▶ [RECORDS FOR THE EXERCISE]

···

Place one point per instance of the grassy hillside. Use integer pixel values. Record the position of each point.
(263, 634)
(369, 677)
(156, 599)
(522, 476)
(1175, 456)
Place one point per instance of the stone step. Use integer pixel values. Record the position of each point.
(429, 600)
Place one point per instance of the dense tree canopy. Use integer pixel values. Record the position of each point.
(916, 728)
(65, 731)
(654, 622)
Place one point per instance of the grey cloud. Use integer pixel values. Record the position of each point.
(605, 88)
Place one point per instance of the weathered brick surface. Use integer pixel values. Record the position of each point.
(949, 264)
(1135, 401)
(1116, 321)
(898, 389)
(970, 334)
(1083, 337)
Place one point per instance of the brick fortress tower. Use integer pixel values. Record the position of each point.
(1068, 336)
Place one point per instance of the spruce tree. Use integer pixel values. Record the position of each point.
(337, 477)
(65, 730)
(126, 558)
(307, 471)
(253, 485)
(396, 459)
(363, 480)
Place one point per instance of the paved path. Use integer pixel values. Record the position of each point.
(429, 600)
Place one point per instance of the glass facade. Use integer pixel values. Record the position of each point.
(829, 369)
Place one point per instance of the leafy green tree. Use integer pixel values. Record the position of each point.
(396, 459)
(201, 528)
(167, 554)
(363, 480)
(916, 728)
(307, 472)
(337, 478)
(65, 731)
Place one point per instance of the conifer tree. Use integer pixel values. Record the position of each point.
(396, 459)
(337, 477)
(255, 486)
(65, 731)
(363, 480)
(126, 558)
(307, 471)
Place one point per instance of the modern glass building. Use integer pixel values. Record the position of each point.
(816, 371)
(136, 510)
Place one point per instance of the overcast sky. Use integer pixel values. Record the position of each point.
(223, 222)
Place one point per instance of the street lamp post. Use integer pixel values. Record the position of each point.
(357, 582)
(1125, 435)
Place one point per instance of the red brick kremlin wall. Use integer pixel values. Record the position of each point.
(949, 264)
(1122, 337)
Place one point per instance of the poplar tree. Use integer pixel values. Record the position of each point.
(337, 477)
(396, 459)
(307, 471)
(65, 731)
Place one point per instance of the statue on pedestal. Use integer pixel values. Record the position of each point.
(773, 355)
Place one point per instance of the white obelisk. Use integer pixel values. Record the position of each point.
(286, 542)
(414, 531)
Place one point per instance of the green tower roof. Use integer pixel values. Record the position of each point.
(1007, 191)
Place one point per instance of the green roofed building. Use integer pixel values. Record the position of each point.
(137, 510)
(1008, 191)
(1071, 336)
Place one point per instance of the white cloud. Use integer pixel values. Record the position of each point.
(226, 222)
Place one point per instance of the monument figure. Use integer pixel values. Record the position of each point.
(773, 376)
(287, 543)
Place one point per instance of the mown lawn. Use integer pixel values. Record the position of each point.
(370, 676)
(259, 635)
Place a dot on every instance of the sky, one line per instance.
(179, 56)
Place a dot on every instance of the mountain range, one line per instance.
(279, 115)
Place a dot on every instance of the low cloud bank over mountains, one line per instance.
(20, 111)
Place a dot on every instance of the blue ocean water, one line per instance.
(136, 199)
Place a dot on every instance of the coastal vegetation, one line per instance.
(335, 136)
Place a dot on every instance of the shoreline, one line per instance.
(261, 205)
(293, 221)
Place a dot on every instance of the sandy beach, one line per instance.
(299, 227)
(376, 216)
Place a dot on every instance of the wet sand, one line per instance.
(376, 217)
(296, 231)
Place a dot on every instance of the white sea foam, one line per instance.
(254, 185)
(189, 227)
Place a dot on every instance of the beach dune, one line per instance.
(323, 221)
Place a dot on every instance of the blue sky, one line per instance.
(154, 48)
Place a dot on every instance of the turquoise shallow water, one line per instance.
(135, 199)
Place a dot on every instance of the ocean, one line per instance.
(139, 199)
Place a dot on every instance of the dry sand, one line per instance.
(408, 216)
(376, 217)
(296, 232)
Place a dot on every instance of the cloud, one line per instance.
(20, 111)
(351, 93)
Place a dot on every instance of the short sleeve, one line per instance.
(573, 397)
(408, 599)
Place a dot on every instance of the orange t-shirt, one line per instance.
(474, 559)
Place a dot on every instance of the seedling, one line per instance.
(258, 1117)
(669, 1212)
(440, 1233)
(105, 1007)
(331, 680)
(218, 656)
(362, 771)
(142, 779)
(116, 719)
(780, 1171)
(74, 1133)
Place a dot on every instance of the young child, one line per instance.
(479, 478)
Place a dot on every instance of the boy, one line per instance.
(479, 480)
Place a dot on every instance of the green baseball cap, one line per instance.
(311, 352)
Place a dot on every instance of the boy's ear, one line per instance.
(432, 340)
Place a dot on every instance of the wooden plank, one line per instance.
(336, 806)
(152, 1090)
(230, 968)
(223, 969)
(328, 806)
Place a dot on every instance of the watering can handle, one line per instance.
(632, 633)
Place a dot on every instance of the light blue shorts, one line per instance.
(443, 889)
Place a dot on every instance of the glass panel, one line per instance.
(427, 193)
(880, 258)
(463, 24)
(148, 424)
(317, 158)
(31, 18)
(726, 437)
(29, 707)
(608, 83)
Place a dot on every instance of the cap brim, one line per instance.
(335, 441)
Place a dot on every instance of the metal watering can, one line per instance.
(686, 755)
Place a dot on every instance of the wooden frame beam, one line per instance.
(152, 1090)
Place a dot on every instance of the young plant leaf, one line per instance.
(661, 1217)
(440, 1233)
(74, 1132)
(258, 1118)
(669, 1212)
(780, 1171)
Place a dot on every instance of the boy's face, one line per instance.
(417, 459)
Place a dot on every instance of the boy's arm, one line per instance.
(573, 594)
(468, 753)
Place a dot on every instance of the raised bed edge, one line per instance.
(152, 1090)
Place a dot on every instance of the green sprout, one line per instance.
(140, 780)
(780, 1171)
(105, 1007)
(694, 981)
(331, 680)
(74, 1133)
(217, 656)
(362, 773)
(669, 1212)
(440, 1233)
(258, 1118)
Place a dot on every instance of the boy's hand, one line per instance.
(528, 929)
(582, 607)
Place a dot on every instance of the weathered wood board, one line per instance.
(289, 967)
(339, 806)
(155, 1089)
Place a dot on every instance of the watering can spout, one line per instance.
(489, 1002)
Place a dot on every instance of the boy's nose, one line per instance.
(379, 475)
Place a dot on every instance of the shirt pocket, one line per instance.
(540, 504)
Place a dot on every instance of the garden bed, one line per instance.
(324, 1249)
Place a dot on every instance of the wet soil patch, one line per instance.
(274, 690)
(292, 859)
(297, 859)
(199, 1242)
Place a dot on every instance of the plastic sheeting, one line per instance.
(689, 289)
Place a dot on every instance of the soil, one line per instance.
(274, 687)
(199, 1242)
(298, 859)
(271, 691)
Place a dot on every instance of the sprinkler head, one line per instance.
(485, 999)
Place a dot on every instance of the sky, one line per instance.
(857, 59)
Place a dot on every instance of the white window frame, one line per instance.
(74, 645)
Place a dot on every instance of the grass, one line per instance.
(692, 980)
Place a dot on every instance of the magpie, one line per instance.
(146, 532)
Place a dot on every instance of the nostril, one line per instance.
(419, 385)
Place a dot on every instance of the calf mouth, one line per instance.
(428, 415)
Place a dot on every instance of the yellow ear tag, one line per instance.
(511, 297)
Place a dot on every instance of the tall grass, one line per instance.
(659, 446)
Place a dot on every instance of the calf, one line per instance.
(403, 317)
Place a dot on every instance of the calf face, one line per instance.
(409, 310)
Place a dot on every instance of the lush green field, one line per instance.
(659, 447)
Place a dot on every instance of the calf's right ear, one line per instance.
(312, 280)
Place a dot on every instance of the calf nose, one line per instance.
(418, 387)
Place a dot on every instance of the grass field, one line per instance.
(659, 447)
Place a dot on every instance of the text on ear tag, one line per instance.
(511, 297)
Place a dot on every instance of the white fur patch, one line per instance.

···

▶ [ASSIGNED TASK]
Could you print the material above once more, exactly as it stands?

▶ [TASK ANSWER]
Place one point per instance of the grassy hillside. Use integer pixel values. Record the position of each point.
(263, 634)
(369, 677)
(156, 599)
(522, 476)
(1175, 456)
Place one point per instance of the stone step. Use integer pixel values. Record the position of each point.
(429, 600)
Place one point per instance of the dense tree canopy. Use integer pixel values. Record the position of each point.
(916, 728)
(65, 731)
(654, 622)
Place one point per instance of the grey cloud. Use integer pixel values. Record the position of each point.
(605, 88)
Place one point per instance of the weathered brick surface. Use integer pixel values. Record the position of each point.
(949, 264)
(1135, 401)
(1116, 321)
(898, 389)
(970, 334)
(1083, 337)
Place one point per instance of the brick fortress tower. Use integer pixel values. Record the position of each point.
(1068, 336)
Place one point per instance of the spruce tree. Use integer pixel values. Record the position of each point.
(337, 477)
(65, 730)
(126, 558)
(307, 471)
(253, 485)
(396, 459)
(363, 480)
Place one point per instance of the paved path. Use integer pixel values. Record the position of each point.
(429, 600)
Place one point per instance of the glass facade. Use integer pixel values. Record the position of each point.
(829, 369)
Place one point per instance of the leafy green tree. Use integer pixel values. Record the position of each point.
(396, 459)
(201, 528)
(167, 554)
(363, 480)
(916, 728)
(307, 472)
(337, 478)
(65, 731)
Place one point per instance of the conifer tree. Use integer pixel values. Record the position of each point.
(396, 459)
(337, 477)
(255, 486)
(65, 731)
(363, 480)
(126, 558)
(307, 471)
Place one point per instance of the modern glass building. Use integer pixel values. Record the position of each point.
(816, 371)
(136, 510)
Place one point per instance of the overcast sky. Use integer pixel values. Record the position of each point.
(223, 222)
Place one point per instance of the street lamp post. Use integer pixel values. Record the position of each point.
(357, 582)
(1125, 435)
Place one point per instance of the red brick kremlin wall. Use integer pixel values. Record the position of each point.
(949, 264)
(1122, 337)
Place one point per instance of the poplar tree. Use integer pixel values. Record the position of each point.
(337, 477)
(396, 459)
(307, 471)
(65, 731)
Place one point per instance of the statue on pedestal. Use integer pixel values. Record the position of each point.
(773, 355)
Place one point per instance of the white obelisk. Use integer pixel values. Record the position of each point.
(286, 542)
(414, 531)
Place one point per instance of the green tower roof. Use integer pixel values. Record the position of each point.
(1007, 191)
Place one point per instance of the green roofed building. Use integer pixel values. Record the position of each point.
(137, 510)
(1008, 191)
(1071, 336)
Place one point per instance of the white cloud. Use integer pixel values. Record the position of each point.
(226, 222)
Place one point per instance of the monument figure. Use integer pixel values. Record the position of each point.
(773, 376)
(287, 543)
Place one point per instance of the mown lawn. Use integer pixel values. Record the position of each point.
(370, 676)
(259, 635)
Place a dot on every instance of the sky, one line per instance.
(179, 56)
Place a dot on every instance of the mountain range, one line per instance.
(279, 115)
Place a dot on every instance of the low cloud bank over mountains, one line per instance.
(20, 111)
Place a dot on every instance of the blue ocean water, one line per instance.
(136, 199)
Place a dot on every instance of the coastal vegetation, one line per instance.
(335, 136)
Place a dot on every instance of the shoreline, one line per instance.
(261, 205)
(293, 221)
Place a dot on every instance of the sandy beach, one line per instance.
(299, 227)
(376, 216)
Place a dot on every instance of the wet sand, one line per instance.
(376, 217)
(296, 231)
Place a dot on every instance of the white sea foam, one line per instance.
(254, 185)
(189, 227)
Place a dot on every instance of the beach dune, one line per instance.
(323, 221)
Place a dot on every instance of the blue sky, one line per instance.
(154, 48)
Place a dot on every instance of the turquoise shallow water, one line per instance.
(135, 199)
Place a dot on every instance of the ocean, one line per instance.
(139, 199)
Place a dot on every instance of the dry sand, one line per instance.
(408, 216)
(376, 217)
(296, 232)
Place a dot on every instance of the cloud, one line per instance.
(20, 111)
(351, 93)
Place a dot on every instance of the short sleeve, one line per instance.
(573, 397)
(408, 599)
Place a dot on every instance of the orange t-shirt, one line per instance.
(474, 559)
Place a dot on every instance of the seedling, one line per instance.
(258, 1117)
(669, 1212)
(440, 1233)
(105, 1007)
(331, 680)
(218, 656)
(362, 771)
(142, 779)
(116, 719)
(780, 1171)
(74, 1133)
Place a dot on every instance of the young child, one line per instance.
(479, 478)
Place a dot on every instance of the boy, one line per instance.
(479, 480)
Place a dot on every instance of the green baseball cap, one line per instance.
(311, 352)
Place a dot on every instance of the boy's ear, one line per instance.
(432, 340)
Place a dot on every instance of the wooden plank, one line per instance.
(336, 806)
(152, 1090)
(230, 968)
(223, 969)
(328, 806)
Place a dot on every instance of the watering can handle, one line per instance.
(632, 633)
Place a dot on every instance of the light blue shorts, one line per instance.
(443, 889)
Place a dot on every instance of the glass panel, one line per instance.
(427, 193)
(880, 258)
(463, 24)
(148, 424)
(317, 158)
(31, 18)
(726, 437)
(29, 707)
(608, 83)
Place a dot on every instance of the cap brim, one line per instance.
(335, 441)
Place a dot on every instance of the metal watering can, one line per instance.
(686, 755)
Place a dot on every instance of the wooden frame beam, one line per instance.
(152, 1090)
Place a dot on every instance of the young plant leaf, one line per instance.
(661, 1217)
(440, 1233)
(74, 1132)
(258, 1118)
(669, 1212)
(780, 1171)
Place a dot on every instance of the boy's face, one line per instance.
(417, 459)
Place a dot on every instance of the boy's arm, one line per instance.
(573, 594)
(468, 753)
Place a dot on every instance of the raised bed edge, one line per instance.
(152, 1090)
Place a dot on every instance of the green sprout, one line per instance.
(140, 780)
(780, 1171)
(105, 1007)
(694, 981)
(331, 680)
(74, 1133)
(217, 656)
(362, 773)
(669, 1212)
(440, 1233)
(258, 1118)
Place a dot on every instance of the boy's hand, one line per instance.
(528, 929)
(582, 607)
Place a dot on every instance of the weathered wood board, one line per instance.
(289, 967)
(339, 806)
(155, 1089)
Place a dot on every instance of the watering can spout, one line per instance.
(489, 1002)
Place a dot on every instance of the boy's nose, one line per instance.
(379, 475)
Place a dot on every instance of the shirt pocket, one line per instance.
(540, 504)
Place a dot on every instance of the garden bed, one line per instance.
(324, 1249)
Place a dot on every instance of the wet soil patch, one line per instance.
(274, 690)
(292, 859)
(297, 859)
(199, 1242)
Place a dot on every instance of the plastic sheeting, one line per instance.
(689, 289)
Place a dot on every instance of the soil, one line per instance.
(274, 687)
(199, 1242)
(298, 859)
(271, 691)
Place a dot on every instance of the sprinkler head, one line per instance.
(485, 999)
Place a dot on every instance of the sky, one line per instance.
(857, 59)
Place a dot on every instance of the white window frame, one line per instance.
(74, 645)
Place a dot on every instance of the grass, one line per instance.
(692, 980)
Place a dot on every instance of the magpie, one line per instance.
(146, 532)
Place a dot on every instance of the nostril, one line per instance.
(419, 385)
Place a dot on every instance of the calf mouth, one line per instance.
(428, 415)
Place a dot on every instance of the yellow ear tag, one line per instance.
(511, 297)
Place a dot on every instance of the tall grass, one line per instance.
(659, 446)
Place a dot on every instance of the calf, one line per instance.
(403, 317)
Place a dot on every instance of the calf face, one line per instance.
(409, 310)
Place a dot on every instance of the lush green field, one line per instance.
(659, 447)
Place a dot on every instance of the calf's right ear, one line per instance.
(312, 280)
Place a dot on every instance of the calf nose, one line per instance.
(418, 387)
Place a dot on every instance of the grass field, one line per instance.
(659, 447)
Place a dot on every instance of the text on ear tag, one line per instance.
(511, 297)
Place a dot on every instance of the white fur patch, one line per instance.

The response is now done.